BEGIN SELECTED PASSAGE
The initiation into drumming for me like many others was as an infant thumping the kitchen table with cutlery. Soon after The Muppets was the biggest show on television and I effortlessly found an affection for Muppets drummer, Animal.
Animal exemplified joy and the whole nutty professor element to the world’s most important instrument.
My first drum was a plastic marching drum that I got for Christmas in 1988.
I also had one cassette called ‘Bad’ by Michael Jackson whilst my older brother was a Def Leppard fanatic. In this musical era both artists were neck and neck at the top of the charts . Initially I cared little for Def Leppard until my brother told me about the drummer Rick Allen only having one arm. Then I was more impressed.
He could do with three limbs what many failed to do with four. Later I discovered he lost his left arm in a car crash in 1984 which gave me an insight to the loyalty of his band mates. That led me on a crusade to ask a question that doesn’t have a singular answer and that is ‘What is a disability?’
Around the age of 10 or 11, I was later introduced to some of the biggest names in rock when the Freddie Mercury tribute at Wembley Stadium was televised.
On that particular event the drummers having the greatest impact on me were Roger Taylor of Queen and Lars Ulrich of Metallica.
My brother would also come home with borrowed albums of bands such as Iron Maiden and Megadeth and the first question I would ask him was the name of the drummer.
At school I was continuously disruptive by drumming with my pens and books.
Aged 12 my uncle leant me his beautiful old Premier drum kit in blue sparkle for a while. Shortly after that I got my own Yamaha drum machine which was two pads and some backing tracks.
My elder brother took up guitar and was naturally talented. Another uncle passed an acoustic guitar on to me and my brother showed me a few chords. I later graduated to the electric guitar and that was an example of me being a frustrated drummer – drums were always my passion and for many, drums is a first choice of instrument but again many reluctantly settle with an alternative instrument due to lack of finances and physical space, and of course the issue of noise and neighbours.
END SELECTED PASSAGE
# [YOUR INSTRUCTIONS]
Rewrite the drumming memoir starting with "I also had one" and going on through "was more impressed.", substituting "tape" for "cassette". The data that comes next is separate material, apart from the drumming memoir.
BEGIN DATASET CONTENT
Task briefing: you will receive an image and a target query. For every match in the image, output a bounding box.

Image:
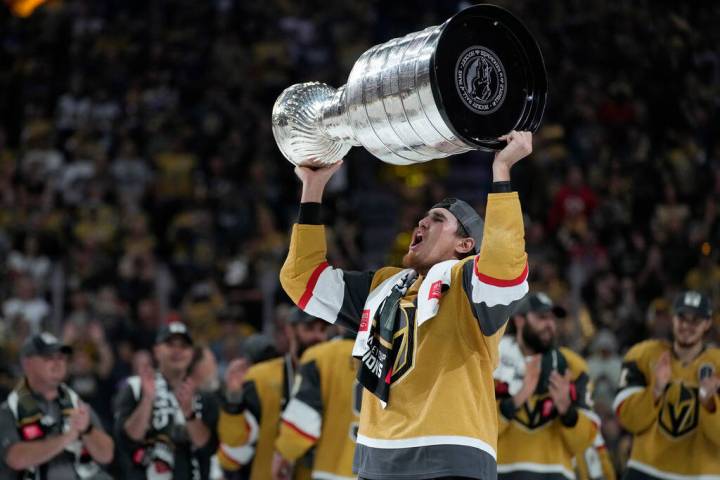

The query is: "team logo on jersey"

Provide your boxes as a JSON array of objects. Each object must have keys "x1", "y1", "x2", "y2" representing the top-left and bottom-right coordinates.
END DATASET CONTENT
# [WRITTEN RESPONSE]
I also had one tape called ‘Bad’ by Michael Jackson whilst my older brother was a Def Leppard fanatic. In this musical era both artists were neck and neck at the top of the charts . Initially I cared little for Def Leppard until my brother told me about the drummer Rick Allen only having one arm. Then I was more impressed.